# Whats wrong with this picture



## Sir_BlackhOle (Jan 25, 2004)

Ok you pros, what can be done to improve this picture? Why does everything seem so yellow? Can this be improved by changes in camera settings? What about software? Will Painshop Pro get it done or do I need Photoshop? Any advice would be greatly appreciated!

Thanks,

Kevin Simms


----------



## SCMurphy (Jan 28, 2004)

How did you set the whitebalance of the camera?


----------



## bharada (Apr 17, 2004)

As Sean suggested, adjusting the camera's white balance setting is the best way to get your colors to look more natural. If your camera doesn't have a good white balance adjuster you can do it post op in Photoshop or the like.

What you can do is take a reference picture of the tank with a known white and black object stuck into it. Anything non-toxic and waterproof will do. I've used white plastic knives (the disposable kind for picnics), and a black tray from a CD jewelcase. It's important that these objects be well lit by the tank's lights.

Once you have this reference picture you'd set the white and black levels based on the white and black objects. In Photoshop this would involve the Levels function. I don't have Paintshop Pro so I don't know how it's done there. Write down the values for these points and apply them to photos taken without the objects. This should get you in the ballpark.


----------



## Sir_BlackhOle (Jan 25, 2004)

the wb was on auto. my camera is an olympus c700 uz. it has a manual white balance, i just wasnt sure how to use it. from what youve mentioned, i should be able to put something white and black in the tank, adjust the wb, then remove the objects and take the shot? 

thanks!


----------



## Edward (May 25, 2004)

*Re: What's wrong with this picture, so yellow*



Sir_BlackhOle said:


> Why does everything seem so yellow?


Let me guess ... you have an LCD.
I've had the same complains from several people. Pictures to be too yellow.

I tested several LCDs, from LCD monitors to LCD HDTV televisions LG RU23LZ21. They all looked the same. Yellow.

This was then compared on 2 Sony trinitron PC monitors and one professional Sony PC monitor. Result? No yellow, but perfectly balanced pictures.

This is your original:









This is balanced in Photoshop:









The colour balancing process made it even worse on LCDs. Though, they look perfect on Trinitron machines.

+++++

> [Task A]:
Reproduce the part of the white balance thread that opens with the words containing "As Sean suggested, adjusting" and closes with "or the like.".
> [Task B]:
Write the next part of the white balance thread, picking up after its final sentence.
The entries after this point have nothing to do with the white balance thread.

+++++

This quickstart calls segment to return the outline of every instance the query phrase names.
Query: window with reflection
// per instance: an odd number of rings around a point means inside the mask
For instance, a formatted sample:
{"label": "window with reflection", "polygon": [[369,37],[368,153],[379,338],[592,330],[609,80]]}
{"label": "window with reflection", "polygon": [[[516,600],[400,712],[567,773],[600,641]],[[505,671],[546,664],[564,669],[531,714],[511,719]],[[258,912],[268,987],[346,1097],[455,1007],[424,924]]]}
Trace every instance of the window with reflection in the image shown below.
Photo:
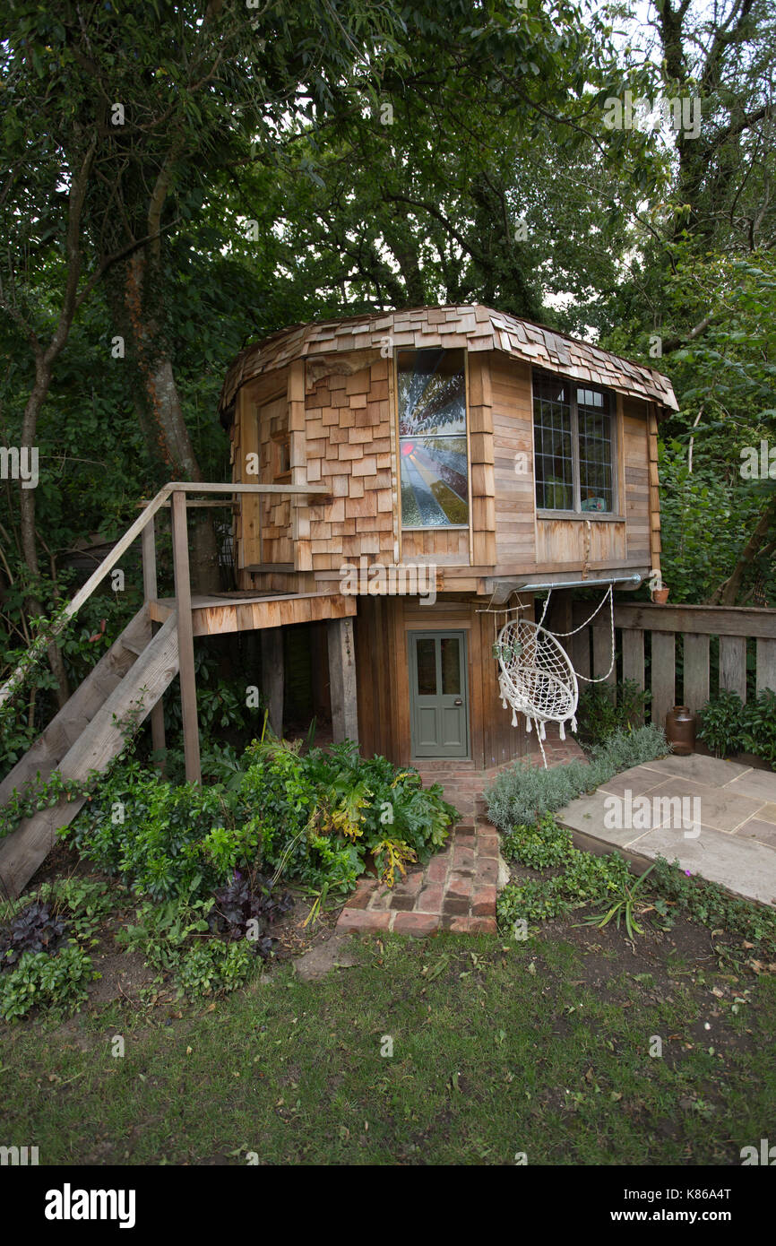
{"label": "window with reflection", "polygon": [[401,350],[397,376],[402,527],[466,527],[463,351]]}
{"label": "window with reflection", "polygon": [[536,505],[543,511],[613,511],[609,390],[533,373]]}

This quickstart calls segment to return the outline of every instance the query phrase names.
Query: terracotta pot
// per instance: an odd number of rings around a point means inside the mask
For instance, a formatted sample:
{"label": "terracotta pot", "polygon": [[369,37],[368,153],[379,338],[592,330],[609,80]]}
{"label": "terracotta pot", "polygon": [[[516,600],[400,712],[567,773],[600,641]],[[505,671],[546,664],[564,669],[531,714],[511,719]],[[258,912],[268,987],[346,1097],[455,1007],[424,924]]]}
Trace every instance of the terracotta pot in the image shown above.
{"label": "terracotta pot", "polygon": [[678,756],[695,753],[695,714],[686,705],[674,705],[665,715],[665,738]]}

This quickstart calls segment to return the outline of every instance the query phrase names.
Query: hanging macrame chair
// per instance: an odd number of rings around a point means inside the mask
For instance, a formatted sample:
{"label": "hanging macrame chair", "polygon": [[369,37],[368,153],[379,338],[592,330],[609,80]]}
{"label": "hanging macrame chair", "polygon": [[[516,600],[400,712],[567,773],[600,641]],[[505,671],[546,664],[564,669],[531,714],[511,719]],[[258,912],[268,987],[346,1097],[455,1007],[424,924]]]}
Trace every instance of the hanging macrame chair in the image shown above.
{"label": "hanging macrame chair", "polygon": [[546,723],[557,723],[561,739],[565,739],[565,724],[577,730],[577,704],[579,684],[577,672],[558,635],[575,635],[595,618],[605,601],[609,602],[612,618],[612,664],[605,675],[589,679],[579,675],[587,683],[600,683],[608,679],[614,669],[614,596],[609,586],[605,596],[585,622],[573,632],[553,634],[542,624],[549,606],[552,589],[544,602],[542,618],[532,623],[524,618],[509,619],[498,633],[494,654],[498,658],[498,688],[503,708],[512,706],[512,726],[517,726],[517,715],[526,715],[526,728],[536,728],[544,769]]}
{"label": "hanging macrame chair", "polygon": [[511,619],[498,633],[498,684],[504,709],[512,706],[512,726],[517,715],[533,723],[539,739],[544,724],[558,723],[565,739],[565,723],[577,730],[579,687],[568,654],[552,632],[528,619]]}

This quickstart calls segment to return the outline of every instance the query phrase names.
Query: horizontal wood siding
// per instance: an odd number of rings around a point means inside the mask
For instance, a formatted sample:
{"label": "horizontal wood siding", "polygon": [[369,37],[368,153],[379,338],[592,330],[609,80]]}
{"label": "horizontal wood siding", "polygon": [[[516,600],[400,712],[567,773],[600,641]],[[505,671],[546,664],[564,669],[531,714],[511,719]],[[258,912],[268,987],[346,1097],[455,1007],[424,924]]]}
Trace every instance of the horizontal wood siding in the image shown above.
{"label": "horizontal wood siding", "polygon": [[468,567],[468,528],[409,530],[401,533],[401,561]]}
{"label": "horizontal wood siding", "polygon": [[[270,471],[270,432],[269,425],[275,421],[275,431],[280,431],[284,420],[283,409],[286,407],[288,394],[288,369],[273,373],[269,376],[259,378],[249,385],[243,385],[237,396],[235,419],[232,426],[232,480],[242,485],[272,485]],[[273,401],[274,400],[274,401]],[[269,405],[268,405],[269,404]],[[265,407],[267,429],[259,429],[259,411]],[[288,421],[288,414],[285,415]],[[248,473],[248,456],[258,455],[260,475]],[[239,588],[250,588],[252,577],[244,571],[245,567],[255,566],[264,561],[268,553],[272,562],[290,562],[293,559],[293,545],[289,540],[288,517],[285,522],[278,502],[273,500],[275,510],[267,510],[268,501],[260,495],[244,493],[240,496],[237,515],[234,517],[235,537],[235,571]],[[285,502],[288,507],[288,502]],[[263,521],[269,522],[268,530],[263,531]],[[278,538],[285,537],[285,543],[277,545]],[[268,548],[262,552],[263,538],[269,540]],[[285,557],[280,557],[285,553]]]}
{"label": "horizontal wood siding", "polygon": [[627,559],[625,523],[537,520],[537,567],[617,567]]}

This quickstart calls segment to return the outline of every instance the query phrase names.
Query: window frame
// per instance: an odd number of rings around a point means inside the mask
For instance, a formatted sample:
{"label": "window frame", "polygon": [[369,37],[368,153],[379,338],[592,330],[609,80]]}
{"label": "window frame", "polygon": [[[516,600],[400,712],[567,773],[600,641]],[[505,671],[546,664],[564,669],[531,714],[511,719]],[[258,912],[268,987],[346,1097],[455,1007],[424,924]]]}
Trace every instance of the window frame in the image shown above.
{"label": "window frame", "polygon": [[[536,446],[536,380],[541,376],[548,376],[553,380],[561,380],[569,386],[569,416],[570,416],[570,436],[572,436],[572,493],[574,500],[573,510],[563,510],[561,507],[552,506],[539,506],[537,502],[537,446]],[[609,416],[609,444],[612,447],[612,510],[610,511],[583,511],[582,510],[582,473],[579,470],[579,405],[577,402],[577,389],[589,389],[598,394],[603,394],[607,406],[605,414]],[[595,520],[598,521],[619,521],[622,522],[624,516],[620,515],[620,496],[619,496],[619,405],[617,391],[609,389],[605,385],[598,385],[595,381],[583,381],[573,376],[568,376],[565,373],[553,373],[547,368],[532,368],[531,369],[531,439],[533,445],[533,506],[538,518],[547,520]]]}
{"label": "window frame", "polygon": [[[467,493],[467,522],[443,525],[417,525],[404,522],[404,507],[401,503],[401,402],[399,395],[399,356],[406,353],[419,354],[421,350],[443,350],[446,354],[460,351],[463,356],[463,406],[466,420],[466,493]],[[396,437],[396,492],[399,501],[399,532],[468,532],[471,545],[472,531],[472,455],[471,455],[471,429],[470,429],[470,397],[468,397],[468,350],[465,346],[397,346],[394,350],[394,429]],[[453,436],[453,434],[450,434]],[[455,434],[463,436],[463,434]]]}

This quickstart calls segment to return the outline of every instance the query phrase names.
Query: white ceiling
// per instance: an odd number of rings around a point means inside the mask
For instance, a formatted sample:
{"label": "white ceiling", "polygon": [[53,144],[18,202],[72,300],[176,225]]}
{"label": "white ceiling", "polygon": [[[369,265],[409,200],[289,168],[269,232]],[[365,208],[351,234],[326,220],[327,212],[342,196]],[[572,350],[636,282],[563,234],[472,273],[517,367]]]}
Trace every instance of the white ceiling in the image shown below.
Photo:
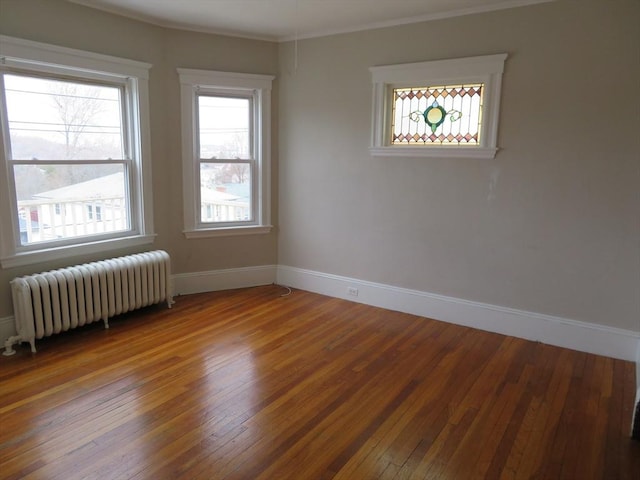
{"label": "white ceiling", "polygon": [[286,41],[553,0],[69,0],[164,27]]}

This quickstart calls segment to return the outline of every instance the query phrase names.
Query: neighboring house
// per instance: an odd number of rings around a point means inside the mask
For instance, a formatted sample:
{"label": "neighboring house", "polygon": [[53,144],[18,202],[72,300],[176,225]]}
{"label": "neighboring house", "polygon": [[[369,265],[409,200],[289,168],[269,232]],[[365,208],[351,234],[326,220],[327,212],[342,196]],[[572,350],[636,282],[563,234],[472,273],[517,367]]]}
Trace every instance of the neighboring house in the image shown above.
{"label": "neighboring house", "polygon": [[201,191],[200,208],[203,222],[234,222],[249,218],[250,186],[248,183],[226,183]]}
{"label": "neighboring house", "polygon": [[26,225],[26,243],[115,232],[129,224],[122,173],[37,193],[19,201],[18,209],[21,218],[30,217],[41,227]]}

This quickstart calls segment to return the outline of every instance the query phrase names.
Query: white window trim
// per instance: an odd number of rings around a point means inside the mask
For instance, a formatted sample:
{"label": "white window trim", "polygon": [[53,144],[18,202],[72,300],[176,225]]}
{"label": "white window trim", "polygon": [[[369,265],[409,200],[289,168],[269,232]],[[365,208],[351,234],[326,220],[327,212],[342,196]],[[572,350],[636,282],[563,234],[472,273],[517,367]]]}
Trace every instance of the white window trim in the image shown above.
{"label": "white window trim", "polygon": [[[0,265],[2,268],[30,265],[38,262],[48,262],[60,258],[88,255],[107,250],[134,247],[151,244],[155,234],[153,226],[153,205],[151,189],[151,135],[149,131],[149,69],[151,64],[135,60],[112,57],[93,52],[86,52],[71,48],[59,47],[29,40],[0,35],[0,64],[6,67],[18,68],[22,71],[37,73],[64,73],[66,70],[73,76],[80,75],[85,79],[108,79],[127,81],[134,90],[138,102],[133,102],[132,131],[137,138],[132,139],[136,148],[138,166],[131,172],[134,188],[137,194],[132,195],[132,232],[125,232],[126,236],[115,238],[100,238],[98,240],[82,238],[73,242],[46,246],[19,248],[14,238],[17,229],[17,219],[14,218],[14,195],[5,186],[12,185],[5,161],[0,167]],[[5,115],[1,114],[3,122]],[[3,125],[8,131],[7,125]],[[0,155],[5,155],[5,145],[0,135]],[[11,226],[10,228],[4,228]]]}
{"label": "white window trim", "polygon": [[[271,88],[272,75],[219,72],[179,68],[182,105],[182,179],[184,200],[184,235],[186,238],[206,238],[234,235],[269,233],[271,223]],[[249,225],[202,227],[198,221],[200,206],[196,188],[199,178],[197,169],[196,92],[198,89],[217,92],[244,91],[255,94],[257,113],[255,118],[257,218]],[[253,193],[253,192],[252,192]]]}
{"label": "white window trim", "polygon": [[[494,158],[502,72],[507,54],[371,67],[373,82],[372,145],[374,156]],[[391,145],[391,95],[394,88],[484,83],[479,145]]]}

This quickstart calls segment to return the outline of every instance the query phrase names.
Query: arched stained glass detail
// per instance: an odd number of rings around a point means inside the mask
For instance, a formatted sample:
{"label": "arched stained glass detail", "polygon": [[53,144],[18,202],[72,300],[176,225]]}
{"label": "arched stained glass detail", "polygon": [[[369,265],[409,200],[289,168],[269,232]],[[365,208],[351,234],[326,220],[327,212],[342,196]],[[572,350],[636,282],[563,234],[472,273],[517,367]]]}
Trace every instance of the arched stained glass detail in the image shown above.
{"label": "arched stained glass detail", "polygon": [[477,146],[484,84],[393,89],[392,145]]}

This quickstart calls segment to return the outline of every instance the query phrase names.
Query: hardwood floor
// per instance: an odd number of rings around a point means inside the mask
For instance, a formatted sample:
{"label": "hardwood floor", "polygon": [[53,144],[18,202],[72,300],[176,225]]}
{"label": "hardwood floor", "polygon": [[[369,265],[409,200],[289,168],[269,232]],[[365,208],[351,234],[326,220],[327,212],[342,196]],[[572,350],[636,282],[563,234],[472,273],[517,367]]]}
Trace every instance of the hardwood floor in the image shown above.
{"label": "hardwood floor", "polygon": [[640,478],[631,362],[285,292],[0,357],[0,477]]}

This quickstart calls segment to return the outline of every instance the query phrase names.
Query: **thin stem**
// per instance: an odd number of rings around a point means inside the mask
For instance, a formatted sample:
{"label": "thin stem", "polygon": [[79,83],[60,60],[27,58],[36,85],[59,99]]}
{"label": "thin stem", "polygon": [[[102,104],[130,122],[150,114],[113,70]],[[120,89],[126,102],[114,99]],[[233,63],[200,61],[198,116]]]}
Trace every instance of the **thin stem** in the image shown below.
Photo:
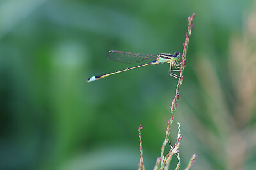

+++++

> [Answer section A]:
As Sean suggested, adjusting the camera's white balance setting is the best way to get your colors to look more natural. If your camera doesn't have a good white balance adjuster you can do it post op in Photoshop or the like.

> [Answer section B]:
Edward


----------



## Sir_BlackhOle (Jan 25, 2004)

Actually I have a 19" flat screen crt....maybe the colors arent set correctly on it?

p.s. thanks for cleaning up that pic for me!


----------



## Edward (May 25, 2004)

Sir_BlackhOle said:


> Actually I have a 19" flat screen crt....maybe the colors arent set correctly on it?


Here http://www.aquaticplantcentral.com/forum/viewtopic.php?p=20208#20208 I uploaded one nice program and simple explanation how to check monitor alignment.

If you like I can do more of your pictures. The best results are with original jpg directly from camera, not modified in any way.

Edward


----------



## Sir_BlackhOle (Jan 25, 2004)

Thanks for the link! I've got the original pic at home....im here at work now. I'll post up the original tonight and maybe you can take a look at it for me if you dont mind.


----------



## Sir_BlackhOle (Jan 25, 2004)

Does that calibrator work with WinXP? Doesnt seem to here at work, but I'll try it at home where it really matters.


----------



## Edward (May 25, 2004)

Yes it does work with XP just fine.


----------



## Adam (Oct 19, 2004)

Heres what I came up with in Photoshop. I tried to move it a little further out of the yellow spectrum... I think I might have tweaked it a little too far out of "natural" but it has a nice green I think


----------



## Sir_BlackhOle (Jan 25, 2004)

Ive got to get a copy of Photoshop! Heres a link to the original, unedited shot. Its 5.5mb.

http://users.interconnect.net/csimms/P1010023.TIF

BTW the monitor calibrator works here at home  THANKS


----------



## Edward (May 25, 2004)

http://members.rogers.com/amadeuslem01/Aqua01/P1010023_02.jpg
(Not LCD friendly)


----------



## bharada (Apr 17, 2004)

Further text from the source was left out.